* _Assignment_
In the data below, find every line with the string "metal" and pull it out.
= = = = = = =
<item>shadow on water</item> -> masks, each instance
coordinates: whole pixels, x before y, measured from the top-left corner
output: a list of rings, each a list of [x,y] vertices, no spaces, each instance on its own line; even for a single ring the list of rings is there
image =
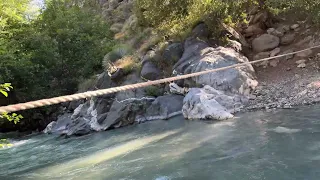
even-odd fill
[[[216,123],[176,117],[69,139],[41,135],[0,151],[0,179],[316,180],[318,107]]]

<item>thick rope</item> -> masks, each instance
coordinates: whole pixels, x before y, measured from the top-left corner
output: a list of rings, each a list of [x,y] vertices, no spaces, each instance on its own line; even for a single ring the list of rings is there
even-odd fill
[[[54,97],[54,98],[50,98],[50,99],[42,99],[42,100],[30,101],[30,102],[26,102],[26,103],[2,106],[2,107],[0,107],[0,114],[16,112],[16,111],[21,111],[21,110],[26,110],[26,109],[33,109],[33,108],[38,108],[38,107],[43,107],[43,106],[50,106],[50,105],[59,104],[59,103],[63,103],[63,102],[75,101],[75,100],[80,100],[80,99],[85,99],[85,98],[90,98],[90,97],[95,97],[95,96],[101,96],[101,95],[105,95],[105,94],[112,94],[112,93],[116,93],[116,92],[120,92],[120,91],[126,91],[126,90],[130,90],[130,89],[137,89],[137,88],[142,88],[142,87],[147,87],[147,86],[152,86],[152,85],[157,85],[157,84],[173,82],[173,81],[196,77],[196,76],[200,76],[200,75],[204,75],[204,74],[208,74],[208,73],[223,71],[223,70],[230,69],[230,68],[237,68],[237,67],[241,67],[241,66],[245,66],[245,65],[249,65],[249,64],[255,64],[255,63],[259,63],[259,62],[263,62],[263,61],[269,61],[271,59],[294,55],[294,54],[298,54],[298,53],[301,53],[301,52],[304,52],[307,50],[311,50],[311,49],[315,49],[315,48],[320,48],[320,45],[306,48],[306,49],[303,49],[300,51],[295,51],[292,53],[286,53],[286,54],[273,56],[273,57],[269,57],[269,58],[264,58],[264,59],[259,59],[259,60],[255,60],[255,61],[251,61],[251,62],[240,63],[240,64],[235,64],[235,65],[226,66],[226,67],[222,67],[222,68],[211,69],[211,70],[206,70],[206,71],[201,71],[201,72],[196,72],[196,73],[191,73],[191,74],[186,74],[186,75],[180,75],[180,76],[176,76],[176,77],[170,77],[170,78],[164,78],[164,79],[159,79],[159,80],[155,80],[155,81],[148,81],[148,82],[143,82],[143,83],[108,88],[108,89],[88,91],[88,92],[78,93],[78,94],[73,94],[73,95]]]

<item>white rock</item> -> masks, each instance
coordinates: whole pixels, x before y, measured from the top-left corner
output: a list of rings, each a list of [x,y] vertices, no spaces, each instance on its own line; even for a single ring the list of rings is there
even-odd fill
[[[241,97],[225,95],[210,86],[191,88],[183,100],[182,113],[186,119],[225,120],[242,107]]]
[[[57,124],[56,121],[52,121],[50,124],[47,125],[47,127],[43,130],[43,133],[51,133],[52,132],[52,128]]]
[[[299,61],[296,61],[296,64],[302,64],[302,63],[306,63],[307,60],[305,59],[301,59]]]
[[[270,57],[276,56],[280,53],[281,49],[280,48],[275,48],[270,52]]]
[[[301,63],[297,66],[298,68],[305,68],[306,67],[306,63]]]
[[[276,30],[275,28],[269,28],[269,29],[267,30],[267,33],[268,33],[268,34],[272,34],[275,30]]]
[[[290,26],[290,29],[294,30],[297,29],[299,26],[299,24],[293,24],[292,26]]]
[[[178,86],[176,83],[170,83],[169,84],[169,87],[170,87],[170,92],[173,93],[173,94],[186,94],[188,93],[189,89],[187,88],[182,88],[180,86]]]

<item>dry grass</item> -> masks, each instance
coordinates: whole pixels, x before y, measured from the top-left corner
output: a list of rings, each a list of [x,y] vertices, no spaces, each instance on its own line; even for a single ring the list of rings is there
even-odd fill
[[[124,33],[124,32],[119,32],[114,35],[115,40],[123,39],[124,37],[126,37],[126,33]]]
[[[139,67],[139,62],[134,56],[125,56],[114,63],[118,68],[123,69],[125,74],[131,73]]]
[[[150,48],[158,44],[162,38],[158,35],[152,35],[148,40],[144,41],[140,46],[138,52],[139,54],[145,54]]]

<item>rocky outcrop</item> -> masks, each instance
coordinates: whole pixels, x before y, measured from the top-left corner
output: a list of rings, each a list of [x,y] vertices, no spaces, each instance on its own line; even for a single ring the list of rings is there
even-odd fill
[[[248,59],[232,48],[212,48],[205,41],[189,38],[184,45],[182,58],[174,65],[174,74],[189,74],[209,69],[217,69]],[[257,85],[254,69],[251,65],[224,71],[209,73],[184,80],[186,87],[203,87],[209,85],[217,90],[230,93],[249,94]]]
[[[97,80],[98,87],[105,87],[110,77],[105,73]],[[136,74],[130,74],[121,85],[143,82]],[[143,88],[91,98],[80,104],[73,114],[64,114],[57,122],[50,123],[45,133],[85,135],[135,123],[136,117],[145,114],[154,98],[145,97]],[[182,102],[182,100],[181,100]]]
[[[186,119],[226,120],[232,118],[232,113],[238,112],[245,101],[241,96],[228,96],[210,86],[191,88],[183,100],[182,112]]]
[[[213,48],[206,41],[191,36],[185,41],[184,53],[174,65],[173,74],[190,74],[248,62],[248,59],[236,50]],[[186,93],[183,116],[186,119],[210,120],[232,118],[232,113],[243,107],[247,96],[258,84],[251,65],[208,73],[177,83],[183,87],[172,83],[170,90],[177,94]]]
[[[167,120],[179,115],[181,114],[183,98],[184,96],[181,95],[160,96],[147,108],[145,114],[137,117],[136,121]]]

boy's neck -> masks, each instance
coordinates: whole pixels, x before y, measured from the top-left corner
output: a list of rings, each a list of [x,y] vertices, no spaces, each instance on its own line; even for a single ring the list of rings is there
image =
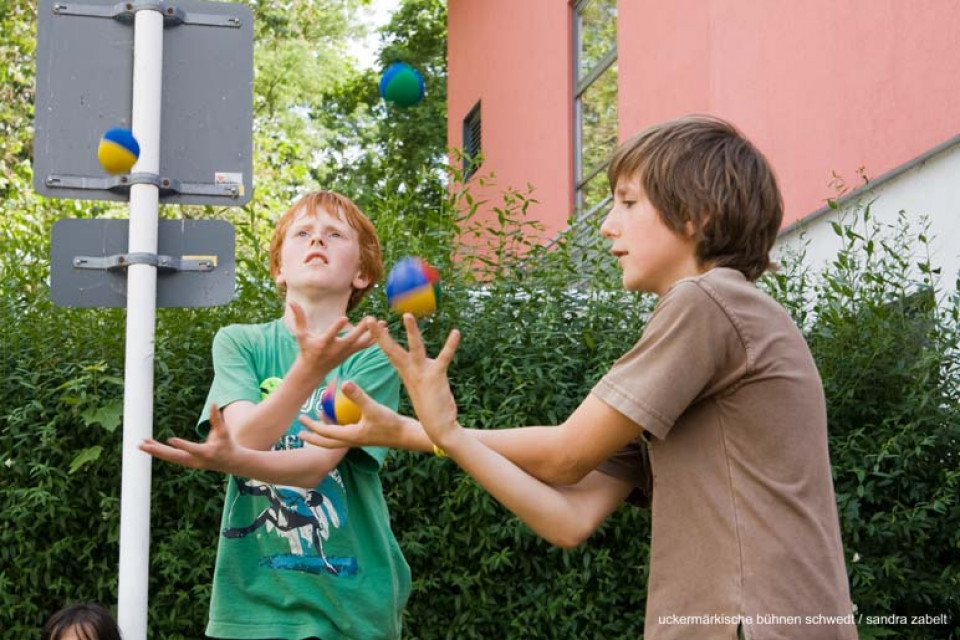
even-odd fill
[[[307,316],[307,328],[313,333],[326,331],[330,325],[347,314],[348,299],[311,299],[288,292],[287,302],[290,301],[298,303],[300,308],[303,309],[303,313]],[[290,311],[289,305],[283,312],[283,323],[290,329],[291,333],[294,332],[293,312]],[[347,326],[350,327],[350,325]]]

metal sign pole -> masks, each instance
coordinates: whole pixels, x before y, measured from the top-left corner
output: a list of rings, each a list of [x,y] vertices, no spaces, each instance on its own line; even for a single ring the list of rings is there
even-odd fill
[[[133,170],[159,175],[163,14],[141,8],[134,23],[133,135],[140,157]],[[130,188],[129,251],[156,255],[159,189]],[[150,456],[137,448],[153,437],[153,358],[157,268],[127,270],[127,334],[123,396],[123,471],[120,486],[120,584],[117,618],[126,640],[146,640],[150,576]]]

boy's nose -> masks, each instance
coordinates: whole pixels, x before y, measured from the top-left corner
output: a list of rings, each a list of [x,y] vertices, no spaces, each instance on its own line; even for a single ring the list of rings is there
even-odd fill
[[[600,223],[600,235],[604,238],[613,237],[613,212],[611,211],[603,218],[603,222]]]

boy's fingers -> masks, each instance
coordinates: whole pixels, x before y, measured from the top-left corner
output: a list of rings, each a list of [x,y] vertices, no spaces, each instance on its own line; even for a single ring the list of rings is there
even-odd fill
[[[348,323],[348,322],[350,322],[350,319],[349,319],[349,318],[347,318],[346,316],[340,316],[340,318],[338,318],[336,322],[334,322],[332,325],[330,325],[330,328],[328,328],[326,331],[323,332],[323,335],[321,336],[321,338],[322,338],[325,342],[332,342],[332,341],[336,340],[337,334],[340,333],[340,331],[341,331],[345,326],[347,326],[347,323]],[[350,336],[350,334],[347,334],[347,337],[348,337],[348,338],[349,338],[349,336]]]
[[[210,431],[223,428],[223,413],[216,402],[210,403]]]
[[[407,352],[397,344],[397,341],[393,339],[393,336],[390,335],[390,332],[387,331],[386,326],[382,323],[378,322],[371,327],[371,331],[373,331],[373,337],[377,340],[377,344],[380,345],[383,352],[390,358],[390,362],[399,369],[403,363],[403,356],[405,356]]]
[[[373,402],[370,396],[352,380],[344,382],[340,390],[360,408],[360,413],[364,413],[364,409]]]
[[[353,343],[351,346],[357,351],[366,349],[373,344],[373,333],[370,332],[371,324],[370,318],[364,318],[353,328],[353,331],[346,336],[345,339],[350,340]]]
[[[447,341],[443,343],[443,349],[437,354],[437,362],[439,362],[444,369],[450,365],[454,354],[457,352],[458,346],[460,346],[460,332],[454,329],[450,332],[450,335],[447,336]]]
[[[424,360],[427,357],[427,349],[423,346],[420,327],[417,326],[417,320],[412,313],[403,314],[403,326],[407,329],[407,345],[410,348],[410,355],[417,360]]]
[[[300,439],[304,442],[326,449],[341,449],[353,445],[353,440],[349,438],[353,435],[353,429],[320,422],[307,416],[300,416],[300,424],[309,429],[300,433]]]
[[[137,445],[137,448],[140,449],[140,451],[143,451],[144,453],[153,455],[153,452],[156,451],[159,446],[160,446],[160,443],[157,442],[156,440],[144,440],[143,442]]]
[[[203,457],[206,449],[204,445],[198,442],[184,440],[183,438],[170,438],[167,440],[167,445],[178,451],[183,451],[197,457]]]
[[[189,454],[159,442],[141,444],[140,450],[164,462],[172,462],[185,467],[196,467],[196,463]]]
[[[352,442],[327,438],[312,431],[301,432],[300,439],[307,444],[312,444],[315,447],[323,447],[324,449],[348,449],[353,446]]]
[[[363,320],[355,324],[353,328],[350,329],[350,332],[347,333],[347,335],[343,336],[341,340],[343,340],[344,342],[355,342],[363,338],[363,336],[367,333],[368,329],[369,328],[368,328],[367,319],[364,318]]]
[[[303,312],[303,307],[293,300],[287,302],[287,305],[293,314],[293,328],[296,330],[297,335],[299,335],[307,330],[307,314]]]

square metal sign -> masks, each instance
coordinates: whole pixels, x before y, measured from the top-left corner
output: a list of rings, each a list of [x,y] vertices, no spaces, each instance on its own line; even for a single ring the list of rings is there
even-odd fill
[[[161,220],[155,256],[127,253],[129,220],[58,220],[50,248],[50,293],[61,307],[125,307],[127,267],[157,264],[158,307],[213,307],[233,299],[233,225]]]
[[[253,14],[223,2],[39,0],[34,188],[129,200],[97,160],[130,128],[136,11],[164,16],[160,202],[240,206],[253,192]]]

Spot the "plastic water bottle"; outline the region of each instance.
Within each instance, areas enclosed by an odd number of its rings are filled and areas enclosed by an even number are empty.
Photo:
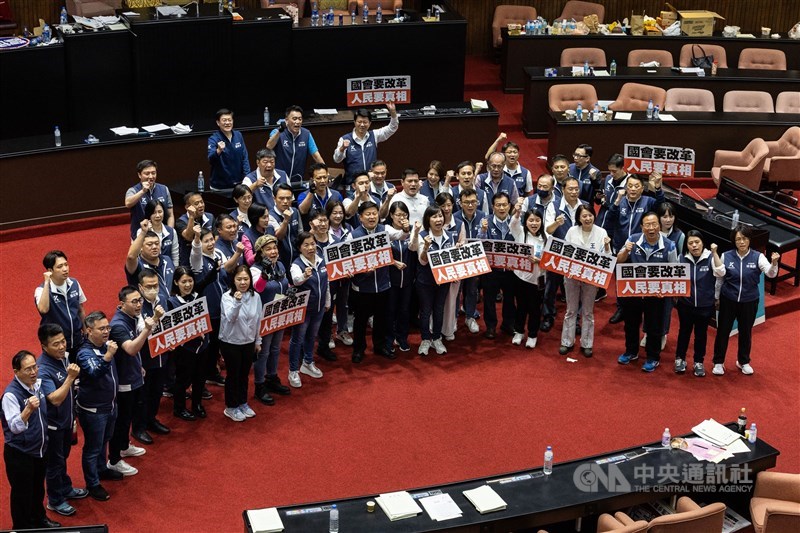
[[[672,440],[672,435],[669,434],[669,428],[664,428],[664,433],[661,434],[661,445],[664,448],[669,448],[670,440]]]
[[[203,171],[197,175],[197,190],[203,192],[206,190],[206,179],[203,177]]]
[[[588,61],[584,61],[583,62],[583,75],[584,76],[588,76],[589,75],[589,62]]]
[[[567,19],[561,19],[561,35],[567,34]]]
[[[383,7],[378,2],[378,7],[375,9],[375,23],[380,24],[381,22],[383,22]]]
[[[579,103],[578,108],[575,109],[575,120],[580,122],[583,120],[583,106]]]
[[[733,210],[733,216],[731,216],[731,229],[736,229],[739,226],[739,210]]]
[[[61,14],[58,17],[58,23],[59,24],[66,24],[67,22],[69,22],[69,19],[67,18],[67,8],[65,6],[62,6],[61,7]]]
[[[612,76],[617,75],[617,62],[614,59],[611,60],[611,75]]]
[[[350,12],[350,24],[352,24],[353,26],[355,26],[355,24],[356,24],[356,10],[355,9]]]
[[[653,99],[647,103],[647,118],[653,118]]]
[[[269,7],[272,7],[274,5],[275,5],[275,0],[269,0]]]
[[[544,467],[542,468],[545,476],[553,473],[553,447],[548,446],[544,451]]]
[[[311,4],[311,25],[319,26],[319,9],[317,9],[316,2]]]
[[[328,9],[328,26],[333,26],[333,20],[336,18],[336,15],[333,13],[333,6]]]
[[[222,0],[219,0],[219,3],[218,3],[218,13],[220,15],[222,15]]]
[[[269,107],[264,108],[264,125],[269,126]]]
[[[739,432],[739,435],[744,435],[745,429],[747,429],[747,413],[745,413],[745,408],[742,407],[742,410],[739,411],[739,418],[736,419],[736,431]]]
[[[748,435],[748,437],[747,437],[747,442],[749,442],[750,444],[755,444],[756,443],[756,433],[757,433],[756,432],[756,423],[753,422],[752,424],[750,424],[750,435]]]
[[[53,136],[56,139],[56,146],[61,146],[61,128],[56,126],[56,129],[53,130]]]
[[[434,12],[436,14],[436,22],[442,20],[442,10],[437,7],[434,9]]]
[[[658,119],[658,114],[659,114],[659,112],[660,112],[660,111],[661,111],[661,110],[659,109],[659,107],[658,107],[658,106],[655,106],[655,107],[653,108],[653,118],[654,118],[654,119]]]
[[[336,504],[331,505],[331,512],[328,518],[328,531],[329,533],[339,533],[339,509]]]
[[[52,34],[50,33],[50,26],[47,24],[44,25],[44,29],[42,29],[42,43],[47,44],[50,42],[50,38]]]
[[[369,7],[367,7],[367,4],[364,4],[364,12],[361,13],[361,22],[364,24],[369,23]]]

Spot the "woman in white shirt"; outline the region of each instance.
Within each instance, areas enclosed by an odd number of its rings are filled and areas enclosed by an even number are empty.
[[[594,212],[590,207],[581,205],[575,211],[578,224],[572,226],[564,240],[589,248],[597,253],[611,253],[611,239],[606,230],[594,223]],[[558,353],[565,355],[575,345],[575,323],[578,310],[581,312],[581,349],[586,357],[592,356],[594,344],[594,297],[597,286],[575,279],[564,277],[564,292],[567,296],[567,313],[564,315],[564,327],[561,330],[561,347]]]
[[[531,258],[533,272],[514,270],[516,314],[514,316],[514,337],[511,339],[511,343],[517,346],[522,344],[527,320],[528,338],[525,341],[525,347],[536,348],[539,322],[542,318],[542,293],[544,291],[544,270],[539,268],[539,259],[542,257],[547,236],[544,232],[544,214],[538,208],[526,211],[520,222],[523,202],[524,198],[517,200],[509,230],[515,241],[533,246]]]
[[[247,382],[253,357],[261,348],[261,297],[253,290],[250,267],[233,271],[233,287],[222,295],[219,350],[225,360],[225,416],[234,422],[256,416],[247,405]]]

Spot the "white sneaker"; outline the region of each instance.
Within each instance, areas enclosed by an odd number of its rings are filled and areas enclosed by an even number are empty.
[[[147,453],[147,450],[144,448],[139,448],[138,446],[134,446],[132,443],[128,443],[128,447],[119,452],[120,457],[139,457],[140,455],[144,455]]]
[[[419,345],[419,350],[417,350],[417,353],[419,353],[420,355],[428,355],[430,349],[431,349],[431,341],[422,341]]]
[[[333,350],[334,348],[336,348],[336,341],[331,339],[331,340],[328,341],[328,349],[329,350]]]
[[[715,376],[721,376],[725,374],[725,367],[722,365],[714,365],[714,369],[711,371],[711,373]]]
[[[233,420],[234,422],[244,422],[246,418],[238,407],[226,407],[222,414]]]
[[[353,322],[355,322],[355,315],[347,315],[347,331],[353,331]]]
[[[432,344],[433,344],[433,349],[436,350],[436,353],[438,353],[439,355],[447,353],[447,348],[442,343],[442,339],[436,339],[435,341],[433,341]]]
[[[647,346],[647,333],[645,333],[644,335],[642,335],[642,340],[641,340],[641,341],[639,341],[639,346],[641,346],[642,348],[644,348],[645,346]]]
[[[334,313],[333,316],[331,316],[331,324],[333,324],[335,326],[338,323],[339,323],[339,321],[336,320],[336,314]]]
[[[525,341],[525,347],[536,348],[536,339],[537,337],[528,337],[528,340]]]
[[[136,474],[139,473],[139,470],[132,467],[122,459],[120,459],[119,462],[115,465],[112,465],[110,462],[106,463],[106,466],[108,467],[109,470],[113,470],[114,472],[119,472],[123,476],[135,476]]]
[[[444,340],[446,340],[447,342],[456,340],[455,334],[453,334],[453,335],[442,335],[442,336],[444,337]]]
[[[661,337],[661,349],[663,350],[664,346],[666,345],[667,345],[667,336],[664,335],[663,337]]]
[[[372,317],[369,317],[369,318],[367,319],[367,325],[368,325],[370,328],[372,328]]]
[[[755,370],[753,370],[753,367],[750,366],[750,363],[745,363],[743,365],[740,365],[739,361],[736,361],[736,368],[741,370],[742,374],[744,374],[745,376],[750,376],[753,374],[753,372],[755,372]]]
[[[468,318],[464,323],[467,325],[467,329],[470,333],[478,333],[481,330],[481,328],[478,327],[478,321],[474,318]]]
[[[302,365],[300,365],[300,373],[317,379],[322,377],[322,370],[317,368],[317,365],[314,364],[314,361],[311,361],[310,363],[304,362]]]
[[[519,346],[520,344],[522,344],[522,338],[524,336],[525,335],[523,335],[522,333],[514,333],[514,338],[511,339],[511,344]]]
[[[350,336],[349,333],[346,331],[337,331],[336,338],[342,341],[342,344],[345,346],[352,346],[353,345],[353,337]]]
[[[300,381],[300,373],[299,372],[289,372],[289,385],[292,387],[299,389],[303,386],[303,382]]]
[[[256,412],[253,411],[253,409],[246,403],[243,403],[242,405],[239,406],[239,412],[242,413],[245,416],[245,418],[253,418],[254,416],[256,416]]]

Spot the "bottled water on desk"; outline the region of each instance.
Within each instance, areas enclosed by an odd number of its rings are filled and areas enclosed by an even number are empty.
[[[317,9],[316,2],[311,4],[311,25],[319,26],[319,9]]]
[[[352,24],[353,26],[355,26],[355,24],[356,24],[356,12],[355,12],[355,10],[350,12],[350,24]]]
[[[378,7],[375,9],[375,22],[377,24],[383,22],[383,7],[380,2],[378,2]]]
[[[745,408],[742,407],[742,410],[739,411],[739,418],[736,419],[736,431],[739,435],[744,435],[745,429],[747,429],[747,413]]]
[[[653,118],[653,99],[647,103],[647,118]]]
[[[264,125],[269,126],[269,107],[264,108]]]
[[[617,62],[613,59],[611,60],[611,75],[612,76],[617,75]]]
[[[62,6],[61,7],[61,14],[58,17],[59,24],[66,24],[69,22],[69,18],[67,17],[67,8]]]
[[[583,120],[583,106],[581,104],[578,104],[578,108],[575,109],[575,120],[578,122]]]
[[[653,118],[658,120],[658,116],[659,116],[660,112],[661,112],[661,109],[658,106],[655,106],[653,108]]]
[[[361,13],[361,21],[364,24],[369,22],[369,8],[367,7],[367,4],[364,4],[364,12]]]
[[[731,216],[731,229],[736,229],[738,226],[739,226],[739,210],[734,209],[733,216]]]
[[[331,506],[330,517],[328,518],[328,532],[339,533],[339,509],[336,508],[335,503]]]
[[[197,190],[198,190],[198,192],[203,192],[203,191],[206,190],[206,179],[203,177],[203,171],[202,170],[197,175]]]
[[[672,435],[669,434],[669,428],[664,428],[664,433],[661,434],[661,445],[664,448],[669,448],[670,440],[672,440]]]
[[[47,24],[44,25],[44,29],[42,29],[42,43],[47,44],[50,42],[50,38],[52,34],[50,33],[50,26]]]
[[[333,14],[333,6],[328,9],[328,26],[333,26],[333,19],[336,18],[336,15]]]
[[[61,146],[61,128],[56,126],[56,129],[53,130],[53,136],[56,139],[56,146]]]
[[[756,435],[756,423],[753,422],[750,425],[750,434],[747,436],[747,442],[749,442],[750,444],[755,444],[756,443],[756,437],[757,437],[757,435]]]
[[[542,468],[545,476],[553,473],[553,447],[548,446],[544,451],[544,467]]]
[[[584,61],[583,62],[583,75],[584,76],[588,76],[589,75],[589,62],[588,61]]]

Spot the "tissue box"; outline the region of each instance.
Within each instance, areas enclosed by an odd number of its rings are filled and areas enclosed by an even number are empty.
[[[678,14],[675,13],[674,11],[662,11],[661,16],[659,18],[661,19],[661,27],[666,28],[667,26],[678,20]]]
[[[690,37],[710,37],[714,33],[715,19],[725,20],[713,11],[702,9],[678,11],[681,16],[681,33]]]

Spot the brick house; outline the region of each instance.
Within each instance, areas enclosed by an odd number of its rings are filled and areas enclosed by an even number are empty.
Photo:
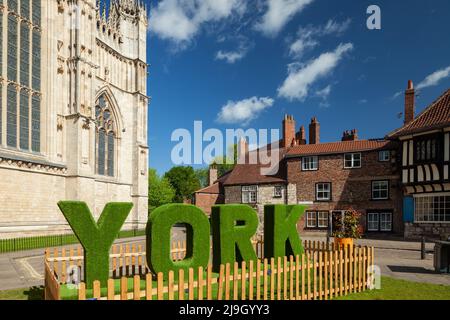
[[[348,138],[348,137],[344,137]],[[300,228],[327,230],[331,214],[353,208],[368,232],[403,231],[396,144],[354,140],[293,146],[286,154],[297,203],[308,204]]]
[[[228,174],[218,179],[217,167],[210,166],[208,171],[208,186],[194,193],[193,199],[195,205],[202,209],[208,216],[211,215],[212,206],[225,203],[223,181],[227,178]]]
[[[388,135],[400,144],[406,238],[450,236],[450,89],[415,118],[415,90],[405,92],[403,127]]]
[[[314,232],[327,230],[331,213],[353,207],[363,214],[365,231],[402,232],[395,142],[358,140],[353,130],[344,133],[343,141],[320,143],[316,118],[309,126],[310,144],[303,126],[295,131],[292,116],[285,116],[282,128],[280,147],[271,150],[280,154],[276,174],[261,174],[259,164],[238,164],[197,191],[196,204],[209,213],[207,207],[217,203],[245,203],[258,211],[262,226],[265,204],[304,203],[309,209],[298,228]]]

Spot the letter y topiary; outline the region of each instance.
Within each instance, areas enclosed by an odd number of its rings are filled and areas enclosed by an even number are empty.
[[[97,223],[85,202],[60,201],[58,207],[84,249],[84,282],[92,288],[109,277],[109,250],[133,208],[132,203],[108,203]]]

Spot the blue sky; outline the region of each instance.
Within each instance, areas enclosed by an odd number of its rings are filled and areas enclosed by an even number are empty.
[[[383,137],[450,87],[448,0],[146,0],[150,166],[173,166],[175,129],[279,129],[313,116],[321,141]],[[366,10],[381,8],[381,30]],[[400,94],[401,92],[401,94]],[[252,111],[252,112],[250,112]],[[251,115],[251,116],[249,116]]]

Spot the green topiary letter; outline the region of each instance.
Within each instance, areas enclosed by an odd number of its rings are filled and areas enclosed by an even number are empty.
[[[257,260],[251,238],[258,228],[258,216],[247,205],[219,205],[212,208],[213,269],[235,261]]]
[[[297,232],[297,221],[306,206],[264,206],[264,257],[278,258],[303,253],[303,244]]]
[[[170,254],[171,229],[176,223],[187,224],[186,257],[174,262]],[[196,206],[168,204],[152,211],[147,223],[147,263],[153,274],[170,270],[207,267],[210,251],[210,227],[206,214]]]
[[[133,204],[106,204],[97,223],[84,202],[60,201],[58,207],[84,248],[86,287],[92,288],[95,280],[106,286],[109,277],[109,250]]]

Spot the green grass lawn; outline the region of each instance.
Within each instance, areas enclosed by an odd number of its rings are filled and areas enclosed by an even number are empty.
[[[131,285],[131,283],[130,283]],[[68,292],[65,292],[68,295]],[[187,296],[187,294],[186,294]],[[175,295],[176,297],[176,295]],[[0,300],[41,300],[43,287],[0,291]],[[66,297],[68,298],[68,297]],[[336,300],[450,300],[450,286],[382,277],[381,289],[355,293]]]
[[[450,300],[450,286],[381,277],[381,289],[355,293],[336,300]]]
[[[44,287],[0,291],[0,300],[44,300]]]

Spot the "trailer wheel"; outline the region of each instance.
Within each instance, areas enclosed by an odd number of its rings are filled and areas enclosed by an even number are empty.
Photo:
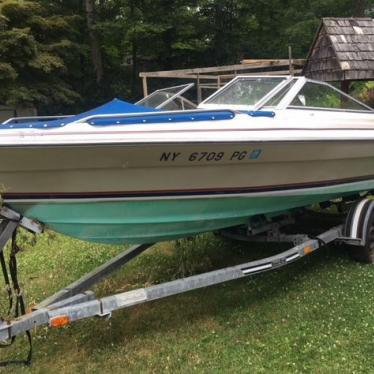
[[[357,245],[348,245],[350,256],[359,262],[374,262],[374,200],[363,199],[349,210],[343,236],[359,239]]]

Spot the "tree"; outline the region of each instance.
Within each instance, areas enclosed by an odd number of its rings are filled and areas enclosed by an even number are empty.
[[[252,0],[202,0],[198,16],[204,24],[212,65],[237,63],[258,29]]]
[[[365,17],[367,6],[368,4],[366,0],[356,0],[353,10],[354,17]]]
[[[41,1],[0,1],[0,102],[52,111],[79,99],[70,84],[78,19],[54,10]]]
[[[138,98],[139,71],[286,58],[288,45],[304,58],[322,17],[373,9],[374,0],[0,0],[0,103],[67,113]]]
[[[101,47],[96,32],[95,3],[94,0],[84,0],[87,29],[91,46],[92,64],[95,68],[96,83],[100,85],[103,79],[103,59]]]

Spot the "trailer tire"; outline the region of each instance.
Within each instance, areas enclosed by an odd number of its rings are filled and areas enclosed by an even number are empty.
[[[350,208],[343,236],[361,240],[361,245],[347,245],[354,260],[367,264],[374,262],[374,200],[362,199]]]

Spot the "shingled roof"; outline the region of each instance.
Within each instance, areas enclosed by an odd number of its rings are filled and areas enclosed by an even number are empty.
[[[323,81],[374,79],[374,20],[323,18],[303,74]]]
= = = = = = =
* _Answer_
metal sign pole -> masks, each instance
square metal sign -> masks, each instance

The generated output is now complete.